Task item >> What is needed here is each entry reproduced exactly, without its pictures.

Data for review >>
_ _ _ _ _ _ _

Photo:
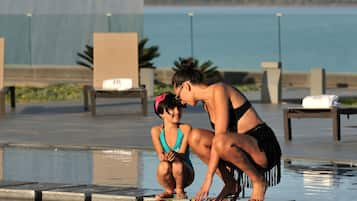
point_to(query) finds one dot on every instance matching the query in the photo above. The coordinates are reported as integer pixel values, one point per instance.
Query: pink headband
(158, 100)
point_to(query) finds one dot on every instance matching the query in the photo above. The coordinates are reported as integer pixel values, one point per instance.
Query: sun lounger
(334, 113)
(115, 57)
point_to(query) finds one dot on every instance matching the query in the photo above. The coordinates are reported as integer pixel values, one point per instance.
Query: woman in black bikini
(241, 140)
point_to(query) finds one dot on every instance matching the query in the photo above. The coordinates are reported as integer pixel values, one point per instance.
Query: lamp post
(29, 16)
(191, 14)
(279, 36)
(109, 15)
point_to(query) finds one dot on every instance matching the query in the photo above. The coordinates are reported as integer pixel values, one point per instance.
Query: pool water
(301, 180)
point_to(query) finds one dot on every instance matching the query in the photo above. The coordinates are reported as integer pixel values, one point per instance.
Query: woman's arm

_ _ _ _ _ _ _

Output for this task >>
Photo:
point_to(query) finds one dot on every instance matching the query in the photo above. The coordinates are reported as integer pixel values, one point per instance.
Query: pink headband
(158, 100)
point_to(query) finds one dot on every instance matching the query in the photo above. The coordinates are reported as integer pixel values, one point per instance.
Query: sun lounger
(334, 113)
(115, 57)
point_to(query) finds one dot on every instance matching the query in the photo above. The coordinates are reported as integer pixel values, one point per instance.
Query: woman in black bikini
(241, 140)
point_to(query) finds one dot on every instance matching the query in the photo above. The coordinates are reported as integer pixel values, one point per instance.
Query: lamp post
(29, 16)
(191, 14)
(279, 36)
(109, 15)
point_to(query) finds one dot on every instance matching the query in the photo above. The coordinates are reported as integer pixel values, one point per instance.
Query: pool water
(301, 180)
point_to(query) finds one dot on every instance matching the query in the photo above. The coordinates are reported as integer pixel values, one point per instance.
Query: woman's arm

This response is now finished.